### Dataset
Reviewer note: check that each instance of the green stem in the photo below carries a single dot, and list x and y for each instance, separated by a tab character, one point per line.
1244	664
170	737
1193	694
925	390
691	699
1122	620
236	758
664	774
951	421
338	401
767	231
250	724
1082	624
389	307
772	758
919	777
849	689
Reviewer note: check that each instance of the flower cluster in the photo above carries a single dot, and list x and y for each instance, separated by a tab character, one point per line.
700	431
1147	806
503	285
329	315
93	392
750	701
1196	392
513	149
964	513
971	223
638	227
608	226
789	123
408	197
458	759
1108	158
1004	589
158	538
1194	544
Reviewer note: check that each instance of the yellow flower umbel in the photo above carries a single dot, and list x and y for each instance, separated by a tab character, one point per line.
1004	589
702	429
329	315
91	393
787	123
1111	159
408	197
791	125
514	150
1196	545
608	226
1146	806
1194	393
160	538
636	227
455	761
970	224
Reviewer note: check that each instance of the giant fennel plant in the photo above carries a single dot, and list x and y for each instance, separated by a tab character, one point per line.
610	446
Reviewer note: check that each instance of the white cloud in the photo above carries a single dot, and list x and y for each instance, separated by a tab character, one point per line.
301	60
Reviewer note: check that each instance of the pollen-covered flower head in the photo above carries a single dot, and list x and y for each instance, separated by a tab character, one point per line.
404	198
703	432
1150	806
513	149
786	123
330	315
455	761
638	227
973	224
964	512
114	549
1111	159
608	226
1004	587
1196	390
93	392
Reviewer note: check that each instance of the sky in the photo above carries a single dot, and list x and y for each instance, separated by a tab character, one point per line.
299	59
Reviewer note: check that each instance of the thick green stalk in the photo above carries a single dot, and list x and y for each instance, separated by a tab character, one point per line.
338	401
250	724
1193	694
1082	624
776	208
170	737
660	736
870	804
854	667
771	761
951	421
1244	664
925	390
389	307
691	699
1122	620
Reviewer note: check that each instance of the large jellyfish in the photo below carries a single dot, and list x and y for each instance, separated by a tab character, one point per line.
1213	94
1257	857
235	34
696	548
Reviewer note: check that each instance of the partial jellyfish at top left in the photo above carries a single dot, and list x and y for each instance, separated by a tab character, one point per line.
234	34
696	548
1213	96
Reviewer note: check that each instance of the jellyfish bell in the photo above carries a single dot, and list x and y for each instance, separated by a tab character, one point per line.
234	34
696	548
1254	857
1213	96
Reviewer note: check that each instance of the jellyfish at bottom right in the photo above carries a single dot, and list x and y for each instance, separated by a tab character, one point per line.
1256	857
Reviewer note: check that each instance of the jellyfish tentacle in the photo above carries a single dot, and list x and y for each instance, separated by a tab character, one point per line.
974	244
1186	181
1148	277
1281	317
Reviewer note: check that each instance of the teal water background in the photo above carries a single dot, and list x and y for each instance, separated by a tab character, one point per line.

### Written task
Render the material from the line holding "the jellyfish tentacle" through the end of the material, both ends included, as a Markdown table with the columns Row and Content. Number each line in order and omit any blank lines.

### Response to this exercise
| Row | Content |
|---|---|
| 1 | Reviewer note: check that each instance of the jellyfish tentacle in the photo above carries a single dot, and list x and y for each instance, separated by a tab character, one point per line. |
| 2 | 974	244 |
| 3 | 1186	181 |
| 4 | 1148	277 |
| 5 | 1281	317 |
| 6 | Reviewer note: check that each instance of the teal water background in the photo above carries a single dot, and list x and y for each instance, separated by a tab character, one point per line. |